- **Requirement**:
From the first line of the entries below, reproduce everything exactly through the line with "Given the image above, locate the california", and nothing more.

- **Records to use**:
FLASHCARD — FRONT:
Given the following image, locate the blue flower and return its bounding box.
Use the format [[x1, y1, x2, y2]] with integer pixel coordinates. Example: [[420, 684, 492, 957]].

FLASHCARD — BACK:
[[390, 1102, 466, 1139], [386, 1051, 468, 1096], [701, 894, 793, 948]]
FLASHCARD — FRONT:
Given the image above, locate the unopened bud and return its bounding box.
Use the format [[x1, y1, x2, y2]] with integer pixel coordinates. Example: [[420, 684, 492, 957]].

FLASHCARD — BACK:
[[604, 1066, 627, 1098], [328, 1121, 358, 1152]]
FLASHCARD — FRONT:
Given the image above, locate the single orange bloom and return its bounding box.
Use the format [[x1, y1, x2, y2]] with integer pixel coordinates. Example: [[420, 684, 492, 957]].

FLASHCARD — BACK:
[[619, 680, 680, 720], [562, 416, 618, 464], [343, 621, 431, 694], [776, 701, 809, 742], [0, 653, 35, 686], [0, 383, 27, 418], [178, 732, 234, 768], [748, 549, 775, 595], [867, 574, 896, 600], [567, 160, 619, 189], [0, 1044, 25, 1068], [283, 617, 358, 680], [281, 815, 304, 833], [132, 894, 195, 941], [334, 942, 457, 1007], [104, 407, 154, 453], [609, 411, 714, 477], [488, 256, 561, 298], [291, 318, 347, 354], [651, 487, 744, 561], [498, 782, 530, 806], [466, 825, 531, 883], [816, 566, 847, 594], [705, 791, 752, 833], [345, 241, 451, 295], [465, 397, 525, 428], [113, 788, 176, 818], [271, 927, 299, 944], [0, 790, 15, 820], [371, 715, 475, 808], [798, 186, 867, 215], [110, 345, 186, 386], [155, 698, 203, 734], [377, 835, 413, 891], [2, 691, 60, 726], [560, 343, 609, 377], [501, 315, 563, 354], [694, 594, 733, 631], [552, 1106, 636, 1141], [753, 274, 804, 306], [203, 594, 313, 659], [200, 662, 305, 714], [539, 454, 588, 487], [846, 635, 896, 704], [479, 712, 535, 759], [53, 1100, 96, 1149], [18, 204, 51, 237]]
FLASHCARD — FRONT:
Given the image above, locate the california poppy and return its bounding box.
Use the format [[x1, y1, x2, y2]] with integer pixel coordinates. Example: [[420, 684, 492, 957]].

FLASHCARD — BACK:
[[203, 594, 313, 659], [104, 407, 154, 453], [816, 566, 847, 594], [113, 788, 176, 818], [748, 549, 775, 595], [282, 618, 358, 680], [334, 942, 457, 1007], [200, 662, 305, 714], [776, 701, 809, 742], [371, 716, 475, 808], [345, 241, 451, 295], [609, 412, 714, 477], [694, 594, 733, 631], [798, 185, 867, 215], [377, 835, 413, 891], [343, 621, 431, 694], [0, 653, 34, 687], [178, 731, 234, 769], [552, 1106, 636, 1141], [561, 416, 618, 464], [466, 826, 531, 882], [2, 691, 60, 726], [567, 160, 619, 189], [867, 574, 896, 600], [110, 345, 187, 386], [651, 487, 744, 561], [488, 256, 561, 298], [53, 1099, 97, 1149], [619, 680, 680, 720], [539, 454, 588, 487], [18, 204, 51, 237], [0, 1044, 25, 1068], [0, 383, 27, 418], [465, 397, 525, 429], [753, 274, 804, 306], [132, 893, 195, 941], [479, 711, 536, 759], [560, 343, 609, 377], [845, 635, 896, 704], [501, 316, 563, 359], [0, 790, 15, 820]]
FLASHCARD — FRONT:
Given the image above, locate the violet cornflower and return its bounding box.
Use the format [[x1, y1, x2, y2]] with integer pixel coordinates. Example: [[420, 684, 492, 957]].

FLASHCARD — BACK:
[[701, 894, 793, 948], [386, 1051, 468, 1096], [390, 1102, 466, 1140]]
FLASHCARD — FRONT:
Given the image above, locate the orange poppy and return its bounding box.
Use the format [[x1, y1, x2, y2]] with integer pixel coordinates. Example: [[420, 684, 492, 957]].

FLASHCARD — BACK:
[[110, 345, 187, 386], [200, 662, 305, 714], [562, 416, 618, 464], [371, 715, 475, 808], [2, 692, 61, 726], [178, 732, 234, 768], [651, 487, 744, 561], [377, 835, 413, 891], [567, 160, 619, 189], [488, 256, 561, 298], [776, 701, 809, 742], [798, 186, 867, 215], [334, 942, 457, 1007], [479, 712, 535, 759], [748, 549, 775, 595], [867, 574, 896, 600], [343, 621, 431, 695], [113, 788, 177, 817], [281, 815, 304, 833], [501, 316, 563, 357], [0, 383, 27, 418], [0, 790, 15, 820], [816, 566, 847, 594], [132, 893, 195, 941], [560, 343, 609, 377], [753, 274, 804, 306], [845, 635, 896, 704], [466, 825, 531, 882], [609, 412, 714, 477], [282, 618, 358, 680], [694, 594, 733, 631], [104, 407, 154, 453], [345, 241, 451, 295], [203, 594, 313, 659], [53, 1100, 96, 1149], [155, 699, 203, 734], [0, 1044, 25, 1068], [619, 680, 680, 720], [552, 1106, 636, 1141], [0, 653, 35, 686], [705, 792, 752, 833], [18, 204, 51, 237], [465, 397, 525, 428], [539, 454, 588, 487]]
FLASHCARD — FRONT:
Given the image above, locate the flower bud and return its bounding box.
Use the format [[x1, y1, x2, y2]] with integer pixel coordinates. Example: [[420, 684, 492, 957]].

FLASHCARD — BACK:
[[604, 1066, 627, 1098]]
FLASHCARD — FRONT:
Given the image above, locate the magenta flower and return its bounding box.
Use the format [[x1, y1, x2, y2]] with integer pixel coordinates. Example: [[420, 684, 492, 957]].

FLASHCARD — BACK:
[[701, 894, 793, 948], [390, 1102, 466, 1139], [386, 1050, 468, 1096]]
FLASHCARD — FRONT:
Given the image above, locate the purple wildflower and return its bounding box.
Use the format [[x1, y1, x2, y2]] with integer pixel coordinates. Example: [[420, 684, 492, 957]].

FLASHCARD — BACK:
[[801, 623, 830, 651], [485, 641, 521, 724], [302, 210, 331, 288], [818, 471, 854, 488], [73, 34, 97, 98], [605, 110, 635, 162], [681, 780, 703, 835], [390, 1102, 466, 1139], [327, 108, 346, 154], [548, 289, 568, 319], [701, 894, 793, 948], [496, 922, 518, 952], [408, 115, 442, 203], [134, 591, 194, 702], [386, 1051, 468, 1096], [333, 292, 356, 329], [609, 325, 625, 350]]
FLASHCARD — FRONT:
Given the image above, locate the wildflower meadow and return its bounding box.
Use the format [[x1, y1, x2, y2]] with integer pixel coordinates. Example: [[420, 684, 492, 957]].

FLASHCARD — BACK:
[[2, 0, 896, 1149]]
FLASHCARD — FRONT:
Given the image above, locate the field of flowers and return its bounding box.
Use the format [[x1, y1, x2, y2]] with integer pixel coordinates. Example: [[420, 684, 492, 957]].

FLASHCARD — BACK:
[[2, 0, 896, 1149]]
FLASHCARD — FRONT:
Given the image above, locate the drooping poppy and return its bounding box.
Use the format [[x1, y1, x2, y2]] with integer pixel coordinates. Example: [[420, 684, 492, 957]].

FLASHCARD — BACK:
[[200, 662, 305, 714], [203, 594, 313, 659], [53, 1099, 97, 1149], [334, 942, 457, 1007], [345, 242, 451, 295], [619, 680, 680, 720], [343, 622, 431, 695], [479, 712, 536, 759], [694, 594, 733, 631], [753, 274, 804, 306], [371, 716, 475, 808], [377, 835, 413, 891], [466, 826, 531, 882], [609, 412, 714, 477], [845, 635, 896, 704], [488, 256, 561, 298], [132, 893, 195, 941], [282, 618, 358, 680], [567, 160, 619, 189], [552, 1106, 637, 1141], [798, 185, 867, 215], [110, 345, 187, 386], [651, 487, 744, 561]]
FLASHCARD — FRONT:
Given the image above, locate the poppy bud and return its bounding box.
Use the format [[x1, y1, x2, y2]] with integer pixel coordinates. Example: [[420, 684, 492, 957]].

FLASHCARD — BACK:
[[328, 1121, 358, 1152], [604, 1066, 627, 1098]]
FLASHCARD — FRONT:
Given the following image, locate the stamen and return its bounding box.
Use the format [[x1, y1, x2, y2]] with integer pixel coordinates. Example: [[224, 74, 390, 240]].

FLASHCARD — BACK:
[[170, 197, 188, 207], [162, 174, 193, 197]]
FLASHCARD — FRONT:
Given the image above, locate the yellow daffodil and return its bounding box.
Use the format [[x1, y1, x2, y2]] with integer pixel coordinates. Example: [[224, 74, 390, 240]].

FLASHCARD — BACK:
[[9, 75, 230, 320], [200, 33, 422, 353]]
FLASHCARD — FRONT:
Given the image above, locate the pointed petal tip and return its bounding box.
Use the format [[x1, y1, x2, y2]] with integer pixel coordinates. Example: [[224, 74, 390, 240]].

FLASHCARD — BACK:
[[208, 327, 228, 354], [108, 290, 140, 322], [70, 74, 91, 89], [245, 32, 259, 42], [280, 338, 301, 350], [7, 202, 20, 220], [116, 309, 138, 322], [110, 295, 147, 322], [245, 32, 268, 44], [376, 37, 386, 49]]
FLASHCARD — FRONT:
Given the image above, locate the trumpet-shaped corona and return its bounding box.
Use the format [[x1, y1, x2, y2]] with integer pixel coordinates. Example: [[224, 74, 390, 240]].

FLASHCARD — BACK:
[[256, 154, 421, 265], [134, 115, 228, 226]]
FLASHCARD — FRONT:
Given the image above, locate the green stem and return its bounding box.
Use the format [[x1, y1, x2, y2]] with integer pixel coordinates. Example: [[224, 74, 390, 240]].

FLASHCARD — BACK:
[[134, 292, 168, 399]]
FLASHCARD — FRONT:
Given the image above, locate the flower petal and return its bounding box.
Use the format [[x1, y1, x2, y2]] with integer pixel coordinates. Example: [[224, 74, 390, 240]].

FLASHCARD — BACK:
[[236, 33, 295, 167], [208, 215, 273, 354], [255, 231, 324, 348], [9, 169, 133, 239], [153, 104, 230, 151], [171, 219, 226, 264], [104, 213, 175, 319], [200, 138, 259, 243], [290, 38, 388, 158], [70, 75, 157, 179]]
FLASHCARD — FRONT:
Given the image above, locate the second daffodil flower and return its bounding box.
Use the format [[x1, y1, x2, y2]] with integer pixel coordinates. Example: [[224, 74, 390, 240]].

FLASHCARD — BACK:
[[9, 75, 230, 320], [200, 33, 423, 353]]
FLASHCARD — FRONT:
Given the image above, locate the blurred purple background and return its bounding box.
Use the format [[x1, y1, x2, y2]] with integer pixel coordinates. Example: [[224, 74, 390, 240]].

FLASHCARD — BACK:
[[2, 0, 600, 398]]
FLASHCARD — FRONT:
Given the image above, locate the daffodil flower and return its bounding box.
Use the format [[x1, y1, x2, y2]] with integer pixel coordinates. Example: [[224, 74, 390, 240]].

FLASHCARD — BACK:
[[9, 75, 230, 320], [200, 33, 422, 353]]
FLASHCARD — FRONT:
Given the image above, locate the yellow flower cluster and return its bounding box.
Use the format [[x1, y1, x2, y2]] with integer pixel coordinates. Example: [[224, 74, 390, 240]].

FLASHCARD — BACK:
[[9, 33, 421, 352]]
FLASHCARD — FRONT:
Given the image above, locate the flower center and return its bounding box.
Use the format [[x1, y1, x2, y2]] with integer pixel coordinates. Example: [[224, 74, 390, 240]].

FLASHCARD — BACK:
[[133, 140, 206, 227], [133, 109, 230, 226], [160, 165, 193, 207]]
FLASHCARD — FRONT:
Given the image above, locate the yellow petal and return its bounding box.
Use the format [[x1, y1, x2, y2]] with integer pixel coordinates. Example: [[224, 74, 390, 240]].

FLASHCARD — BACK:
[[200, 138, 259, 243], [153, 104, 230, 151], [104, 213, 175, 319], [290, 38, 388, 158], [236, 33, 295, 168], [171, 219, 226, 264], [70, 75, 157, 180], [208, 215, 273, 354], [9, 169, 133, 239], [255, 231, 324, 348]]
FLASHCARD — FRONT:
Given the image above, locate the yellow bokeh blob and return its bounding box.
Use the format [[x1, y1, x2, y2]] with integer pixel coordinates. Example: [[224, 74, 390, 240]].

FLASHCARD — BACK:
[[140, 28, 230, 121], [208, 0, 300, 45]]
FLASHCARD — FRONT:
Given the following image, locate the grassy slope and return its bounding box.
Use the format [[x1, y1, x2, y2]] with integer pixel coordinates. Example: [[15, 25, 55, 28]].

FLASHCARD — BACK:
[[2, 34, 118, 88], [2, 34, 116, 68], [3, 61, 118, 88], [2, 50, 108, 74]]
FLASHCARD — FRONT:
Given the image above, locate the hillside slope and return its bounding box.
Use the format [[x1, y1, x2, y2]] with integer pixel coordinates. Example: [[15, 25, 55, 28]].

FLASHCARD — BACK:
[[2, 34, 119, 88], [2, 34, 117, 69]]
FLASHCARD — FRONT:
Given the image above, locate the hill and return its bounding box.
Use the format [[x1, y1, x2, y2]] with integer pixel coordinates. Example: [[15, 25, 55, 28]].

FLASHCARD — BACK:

- **Written solution**:
FLASHCARD — FRONT:
Given the following image, locate the blue flower and return its bounding box.
Use the format [[x1, y1, x2, y2]] with integer pixel coordinates. Example: [[420, 684, 492, 957]].

FLASHCARD — BACK:
[[390, 1102, 466, 1139], [386, 1051, 468, 1096], [701, 894, 793, 948]]
FLASHCARD — FRONT:
Given the image above, locate the unopened bud and return its bounding box.
Use the format [[x1, y1, x2, y2]] with integer pixel coordinates. Example: [[420, 684, 492, 957]].

FLASHCARD — BACK:
[[604, 1066, 627, 1098], [328, 1121, 358, 1152]]
FLASHCARD — FRONT:
Given the image above, locate the single orange bloom and return its bounding box.
Use the format [[x1, y1, x2, y2]] with integer pixel coordinates. Example: [[420, 684, 492, 957]].

FLASHCARD — BACK:
[[619, 680, 680, 720], [562, 416, 618, 464], [343, 621, 431, 694], [776, 701, 809, 742], [0, 653, 35, 686], [0, 383, 27, 418], [178, 732, 234, 768], [748, 549, 775, 595], [867, 574, 896, 600], [567, 160, 619, 189], [0, 1044, 25, 1068], [283, 617, 358, 680], [281, 815, 304, 833], [132, 894, 195, 941], [334, 942, 457, 1007], [104, 407, 154, 453], [609, 411, 714, 477], [488, 256, 561, 298], [291, 318, 347, 354], [651, 487, 744, 561], [498, 782, 530, 806], [466, 825, 531, 883], [816, 566, 847, 594], [705, 791, 752, 833], [345, 241, 451, 295], [465, 397, 525, 428], [113, 788, 176, 818], [271, 927, 299, 944], [0, 790, 15, 820], [371, 715, 475, 808], [798, 186, 867, 215], [110, 345, 186, 386], [155, 698, 203, 734], [377, 835, 413, 891], [2, 691, 60, 726], [560, 343, 609, 377], [501, 315, 563, 354], [694, 594, 733, 631], [552, 1106, 636, 1141], [753, 274, 804, 306], [203, 594, 313, 659], [200, 662, 305, 714], [539, 454, 588, 487], [846, 635, 896, 704], [479, 712, 535, 759], [53, 1100, 96, 1149], [18, 204, 51, 237]]
FLASHCARD — FRONT:
Given the image above, locate the california poppy and return its bounding box.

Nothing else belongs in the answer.